What is needed is the run of lines from the one with "Please place a point on the white ladder" through the close of the data, set down exactly.

--------

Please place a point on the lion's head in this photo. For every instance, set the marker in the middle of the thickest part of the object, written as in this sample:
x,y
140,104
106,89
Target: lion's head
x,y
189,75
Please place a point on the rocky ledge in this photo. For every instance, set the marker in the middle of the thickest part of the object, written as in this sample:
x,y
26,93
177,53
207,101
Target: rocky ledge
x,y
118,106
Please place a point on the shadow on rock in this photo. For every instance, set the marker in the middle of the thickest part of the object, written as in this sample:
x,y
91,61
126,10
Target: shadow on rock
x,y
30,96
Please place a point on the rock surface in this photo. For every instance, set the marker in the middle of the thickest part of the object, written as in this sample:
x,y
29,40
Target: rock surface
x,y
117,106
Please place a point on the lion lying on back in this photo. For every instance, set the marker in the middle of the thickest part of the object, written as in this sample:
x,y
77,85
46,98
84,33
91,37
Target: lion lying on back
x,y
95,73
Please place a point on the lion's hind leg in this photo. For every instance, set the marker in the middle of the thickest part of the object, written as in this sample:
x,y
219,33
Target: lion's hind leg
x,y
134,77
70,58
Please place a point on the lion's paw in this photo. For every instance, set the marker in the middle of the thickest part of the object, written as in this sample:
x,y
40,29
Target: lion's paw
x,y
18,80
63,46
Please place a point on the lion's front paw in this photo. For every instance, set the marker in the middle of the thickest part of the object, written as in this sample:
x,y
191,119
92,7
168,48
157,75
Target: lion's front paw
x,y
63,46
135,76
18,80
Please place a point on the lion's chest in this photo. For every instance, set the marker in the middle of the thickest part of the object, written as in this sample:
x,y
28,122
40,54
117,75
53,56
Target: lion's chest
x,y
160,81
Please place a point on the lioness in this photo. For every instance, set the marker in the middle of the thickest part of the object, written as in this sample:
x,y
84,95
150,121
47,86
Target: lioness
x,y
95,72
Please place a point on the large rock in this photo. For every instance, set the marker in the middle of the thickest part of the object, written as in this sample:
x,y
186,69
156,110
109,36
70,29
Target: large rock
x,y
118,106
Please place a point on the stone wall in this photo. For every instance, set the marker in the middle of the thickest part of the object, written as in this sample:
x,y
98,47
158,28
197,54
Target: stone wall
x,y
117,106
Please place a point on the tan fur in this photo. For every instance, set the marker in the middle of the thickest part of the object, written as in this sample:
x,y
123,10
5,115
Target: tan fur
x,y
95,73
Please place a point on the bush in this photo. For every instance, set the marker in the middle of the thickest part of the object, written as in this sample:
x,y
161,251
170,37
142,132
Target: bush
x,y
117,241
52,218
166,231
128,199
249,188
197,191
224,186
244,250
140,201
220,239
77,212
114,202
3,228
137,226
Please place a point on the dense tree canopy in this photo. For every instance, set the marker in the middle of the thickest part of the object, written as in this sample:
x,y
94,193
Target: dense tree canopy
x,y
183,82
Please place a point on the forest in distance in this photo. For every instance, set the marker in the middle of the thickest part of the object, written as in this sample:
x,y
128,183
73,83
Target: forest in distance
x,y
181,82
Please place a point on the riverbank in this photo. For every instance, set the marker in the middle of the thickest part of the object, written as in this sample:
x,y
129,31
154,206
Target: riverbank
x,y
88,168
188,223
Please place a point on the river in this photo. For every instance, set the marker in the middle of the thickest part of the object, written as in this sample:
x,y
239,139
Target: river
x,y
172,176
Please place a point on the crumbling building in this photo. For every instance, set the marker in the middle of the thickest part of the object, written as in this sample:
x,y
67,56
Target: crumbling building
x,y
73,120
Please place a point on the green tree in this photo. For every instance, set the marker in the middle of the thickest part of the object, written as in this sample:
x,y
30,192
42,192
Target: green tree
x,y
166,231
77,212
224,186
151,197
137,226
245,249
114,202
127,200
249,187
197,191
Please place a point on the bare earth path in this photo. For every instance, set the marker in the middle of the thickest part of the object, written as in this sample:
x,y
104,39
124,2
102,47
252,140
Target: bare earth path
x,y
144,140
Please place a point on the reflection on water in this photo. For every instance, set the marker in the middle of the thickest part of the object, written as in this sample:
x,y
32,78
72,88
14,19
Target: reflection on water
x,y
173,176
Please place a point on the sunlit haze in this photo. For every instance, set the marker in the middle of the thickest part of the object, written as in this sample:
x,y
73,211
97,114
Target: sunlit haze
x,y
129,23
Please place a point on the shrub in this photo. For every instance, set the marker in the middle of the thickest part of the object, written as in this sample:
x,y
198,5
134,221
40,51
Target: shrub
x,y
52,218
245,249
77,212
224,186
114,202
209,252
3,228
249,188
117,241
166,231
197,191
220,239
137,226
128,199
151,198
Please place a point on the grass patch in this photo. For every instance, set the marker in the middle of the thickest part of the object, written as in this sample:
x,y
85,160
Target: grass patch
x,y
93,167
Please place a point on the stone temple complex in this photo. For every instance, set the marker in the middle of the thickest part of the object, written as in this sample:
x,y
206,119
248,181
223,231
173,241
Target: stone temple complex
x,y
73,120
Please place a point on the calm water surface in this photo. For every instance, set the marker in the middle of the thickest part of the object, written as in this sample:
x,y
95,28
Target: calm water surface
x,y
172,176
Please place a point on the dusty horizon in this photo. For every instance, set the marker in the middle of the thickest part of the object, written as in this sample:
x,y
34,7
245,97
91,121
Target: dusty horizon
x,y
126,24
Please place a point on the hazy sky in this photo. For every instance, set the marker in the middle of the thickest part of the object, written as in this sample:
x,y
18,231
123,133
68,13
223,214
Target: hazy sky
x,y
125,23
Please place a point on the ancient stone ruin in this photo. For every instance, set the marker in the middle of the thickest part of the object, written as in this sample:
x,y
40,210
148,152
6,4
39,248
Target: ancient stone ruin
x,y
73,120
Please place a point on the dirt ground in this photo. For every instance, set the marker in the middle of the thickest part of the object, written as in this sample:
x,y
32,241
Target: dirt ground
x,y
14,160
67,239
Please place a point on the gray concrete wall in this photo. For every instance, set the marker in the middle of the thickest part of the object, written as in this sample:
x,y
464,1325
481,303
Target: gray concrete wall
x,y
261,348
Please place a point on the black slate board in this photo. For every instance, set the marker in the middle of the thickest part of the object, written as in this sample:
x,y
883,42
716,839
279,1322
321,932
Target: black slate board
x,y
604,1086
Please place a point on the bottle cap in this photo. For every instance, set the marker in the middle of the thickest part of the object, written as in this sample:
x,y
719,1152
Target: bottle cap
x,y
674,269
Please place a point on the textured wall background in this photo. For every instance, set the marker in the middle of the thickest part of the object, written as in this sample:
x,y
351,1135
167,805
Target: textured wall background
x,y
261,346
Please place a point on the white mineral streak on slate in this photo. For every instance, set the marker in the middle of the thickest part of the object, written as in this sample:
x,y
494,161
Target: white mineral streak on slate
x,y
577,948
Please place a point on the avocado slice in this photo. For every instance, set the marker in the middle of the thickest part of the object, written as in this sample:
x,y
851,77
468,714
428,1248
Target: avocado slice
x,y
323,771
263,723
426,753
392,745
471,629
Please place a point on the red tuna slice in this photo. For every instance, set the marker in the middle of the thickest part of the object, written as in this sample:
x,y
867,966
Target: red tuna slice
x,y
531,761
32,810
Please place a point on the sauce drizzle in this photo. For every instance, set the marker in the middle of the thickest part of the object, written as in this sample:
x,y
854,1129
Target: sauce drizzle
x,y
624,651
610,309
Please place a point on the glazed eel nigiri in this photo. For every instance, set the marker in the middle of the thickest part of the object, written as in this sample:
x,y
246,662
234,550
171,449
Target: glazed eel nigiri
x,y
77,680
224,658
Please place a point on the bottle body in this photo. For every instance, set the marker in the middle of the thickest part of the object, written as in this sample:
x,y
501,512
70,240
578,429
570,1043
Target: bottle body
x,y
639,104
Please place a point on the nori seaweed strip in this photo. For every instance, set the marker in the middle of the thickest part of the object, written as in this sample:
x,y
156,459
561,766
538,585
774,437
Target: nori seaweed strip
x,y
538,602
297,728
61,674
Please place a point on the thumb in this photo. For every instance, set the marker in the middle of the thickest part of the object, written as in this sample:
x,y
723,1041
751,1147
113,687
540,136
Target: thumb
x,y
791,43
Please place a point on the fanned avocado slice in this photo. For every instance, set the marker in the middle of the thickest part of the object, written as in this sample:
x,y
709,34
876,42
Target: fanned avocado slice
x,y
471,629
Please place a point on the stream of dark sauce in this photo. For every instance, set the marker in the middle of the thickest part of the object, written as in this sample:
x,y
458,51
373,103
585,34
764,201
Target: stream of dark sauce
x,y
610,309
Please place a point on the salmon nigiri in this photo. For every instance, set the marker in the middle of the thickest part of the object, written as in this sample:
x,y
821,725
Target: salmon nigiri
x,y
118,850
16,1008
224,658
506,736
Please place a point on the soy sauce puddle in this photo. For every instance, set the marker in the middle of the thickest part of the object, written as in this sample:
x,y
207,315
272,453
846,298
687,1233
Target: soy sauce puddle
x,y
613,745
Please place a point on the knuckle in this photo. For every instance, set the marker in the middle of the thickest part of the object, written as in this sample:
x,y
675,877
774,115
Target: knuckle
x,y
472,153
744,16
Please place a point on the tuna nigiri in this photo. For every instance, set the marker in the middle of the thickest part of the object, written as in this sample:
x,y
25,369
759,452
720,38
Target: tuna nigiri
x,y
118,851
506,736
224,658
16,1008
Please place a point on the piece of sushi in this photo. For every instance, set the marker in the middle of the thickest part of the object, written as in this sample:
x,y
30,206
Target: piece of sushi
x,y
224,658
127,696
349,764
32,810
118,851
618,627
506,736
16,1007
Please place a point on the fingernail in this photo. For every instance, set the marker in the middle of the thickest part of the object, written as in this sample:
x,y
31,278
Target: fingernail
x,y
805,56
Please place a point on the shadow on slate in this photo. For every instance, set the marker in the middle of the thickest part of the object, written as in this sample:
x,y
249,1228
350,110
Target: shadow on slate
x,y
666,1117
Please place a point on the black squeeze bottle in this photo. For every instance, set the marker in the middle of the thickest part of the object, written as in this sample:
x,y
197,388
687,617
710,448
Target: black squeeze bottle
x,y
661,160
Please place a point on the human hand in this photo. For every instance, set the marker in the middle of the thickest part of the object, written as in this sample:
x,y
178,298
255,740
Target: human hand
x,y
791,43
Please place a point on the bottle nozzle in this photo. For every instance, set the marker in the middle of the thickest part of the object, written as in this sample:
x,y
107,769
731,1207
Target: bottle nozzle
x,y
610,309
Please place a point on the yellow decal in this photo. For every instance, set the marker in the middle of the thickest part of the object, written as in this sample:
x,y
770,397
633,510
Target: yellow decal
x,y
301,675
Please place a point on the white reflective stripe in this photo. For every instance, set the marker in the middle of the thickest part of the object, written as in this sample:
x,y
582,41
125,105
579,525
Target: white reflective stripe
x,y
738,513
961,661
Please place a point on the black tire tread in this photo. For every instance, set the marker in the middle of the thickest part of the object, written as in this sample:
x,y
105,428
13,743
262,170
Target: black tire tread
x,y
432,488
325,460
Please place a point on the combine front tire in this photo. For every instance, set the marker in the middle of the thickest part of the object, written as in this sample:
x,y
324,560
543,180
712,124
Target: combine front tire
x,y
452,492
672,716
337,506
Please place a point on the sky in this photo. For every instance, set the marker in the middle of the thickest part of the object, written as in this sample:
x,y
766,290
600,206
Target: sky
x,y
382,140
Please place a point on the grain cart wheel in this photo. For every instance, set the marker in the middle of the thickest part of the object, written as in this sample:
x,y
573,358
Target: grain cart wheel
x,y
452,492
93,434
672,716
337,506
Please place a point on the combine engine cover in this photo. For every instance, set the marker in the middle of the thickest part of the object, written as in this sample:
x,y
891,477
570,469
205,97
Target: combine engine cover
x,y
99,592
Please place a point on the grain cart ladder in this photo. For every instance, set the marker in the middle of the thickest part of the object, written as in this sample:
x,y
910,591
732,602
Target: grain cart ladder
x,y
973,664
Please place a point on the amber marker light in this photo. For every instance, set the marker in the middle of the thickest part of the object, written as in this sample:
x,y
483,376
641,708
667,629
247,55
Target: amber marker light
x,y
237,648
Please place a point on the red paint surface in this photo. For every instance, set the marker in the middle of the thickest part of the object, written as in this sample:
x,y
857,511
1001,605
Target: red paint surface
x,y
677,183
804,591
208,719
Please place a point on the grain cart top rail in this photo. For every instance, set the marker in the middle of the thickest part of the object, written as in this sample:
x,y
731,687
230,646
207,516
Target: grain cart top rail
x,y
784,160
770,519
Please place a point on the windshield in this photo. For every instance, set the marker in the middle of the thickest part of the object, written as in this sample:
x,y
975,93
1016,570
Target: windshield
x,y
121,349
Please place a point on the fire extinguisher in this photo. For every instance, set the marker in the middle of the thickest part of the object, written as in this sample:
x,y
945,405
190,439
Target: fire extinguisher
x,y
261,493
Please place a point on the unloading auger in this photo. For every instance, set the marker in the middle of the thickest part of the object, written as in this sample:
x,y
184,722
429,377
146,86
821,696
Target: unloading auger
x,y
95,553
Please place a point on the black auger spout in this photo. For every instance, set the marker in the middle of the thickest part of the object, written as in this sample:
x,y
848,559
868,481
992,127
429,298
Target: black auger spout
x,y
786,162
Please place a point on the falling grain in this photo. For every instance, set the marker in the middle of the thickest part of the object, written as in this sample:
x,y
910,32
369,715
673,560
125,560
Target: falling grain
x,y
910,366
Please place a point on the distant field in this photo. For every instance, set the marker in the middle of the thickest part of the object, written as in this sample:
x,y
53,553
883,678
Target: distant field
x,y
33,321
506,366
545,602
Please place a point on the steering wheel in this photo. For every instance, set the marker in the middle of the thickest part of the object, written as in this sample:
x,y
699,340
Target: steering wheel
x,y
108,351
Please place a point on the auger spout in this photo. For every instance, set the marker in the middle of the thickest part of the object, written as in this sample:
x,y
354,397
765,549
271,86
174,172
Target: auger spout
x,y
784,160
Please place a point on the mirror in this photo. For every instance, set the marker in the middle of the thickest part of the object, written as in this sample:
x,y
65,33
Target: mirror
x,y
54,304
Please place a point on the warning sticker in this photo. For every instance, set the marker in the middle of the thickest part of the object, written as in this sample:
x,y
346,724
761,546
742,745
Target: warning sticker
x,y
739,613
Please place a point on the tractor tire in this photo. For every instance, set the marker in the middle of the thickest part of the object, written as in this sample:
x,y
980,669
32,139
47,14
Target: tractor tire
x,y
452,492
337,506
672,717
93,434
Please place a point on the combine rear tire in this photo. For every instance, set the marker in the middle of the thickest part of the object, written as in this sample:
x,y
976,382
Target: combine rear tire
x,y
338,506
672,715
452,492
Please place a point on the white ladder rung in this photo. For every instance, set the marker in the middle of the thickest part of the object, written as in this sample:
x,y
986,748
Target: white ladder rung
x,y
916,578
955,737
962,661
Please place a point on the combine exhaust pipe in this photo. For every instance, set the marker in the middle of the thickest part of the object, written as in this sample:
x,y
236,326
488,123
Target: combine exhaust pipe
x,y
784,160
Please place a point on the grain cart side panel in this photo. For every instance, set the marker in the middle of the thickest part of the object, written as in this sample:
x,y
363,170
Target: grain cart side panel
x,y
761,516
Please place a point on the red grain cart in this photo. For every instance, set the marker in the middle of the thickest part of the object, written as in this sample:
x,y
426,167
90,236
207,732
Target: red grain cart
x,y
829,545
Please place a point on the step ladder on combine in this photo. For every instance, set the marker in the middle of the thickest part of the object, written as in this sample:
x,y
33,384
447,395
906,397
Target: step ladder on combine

--------

* Exercise output
Please place a point on the white ladder rung in this photo. For every instance, set the marker in the middle of the thickest part of the object, written as in this sample:
x,y
986,748
Target: white ladder rung
x,y
916,578
955,737
962,661
Please place a point on the combine exhaust pipe in this photo. For every instance, set the marker in the middle of the thickest part of the object, written as in this sample:
x,y
236,326
488,123
Target: combine exhaust pipe
x,y
784,160
Please place a point on the grain cart side panel in this photo. For every instance, set the marker in the middle of the thickest part of the object, written as in this sample:
x,y
363,170
Target: grain cart side panel
x,y
761,516
Please place a point on the red grain cart in this photo. For every instance, set the marker in the middle of the thickest part of the object, written as in this sample:
x,y
426,167
90,236
207,732
Target: red grain cart
x,y
829,545
Please place a point on the step ladder on combine in this photo. For every instance, set the marker in the middle of the thickest part of the object, written as in this sample:
x,y
33,384
447,395
906,397
Target: step ladder on combine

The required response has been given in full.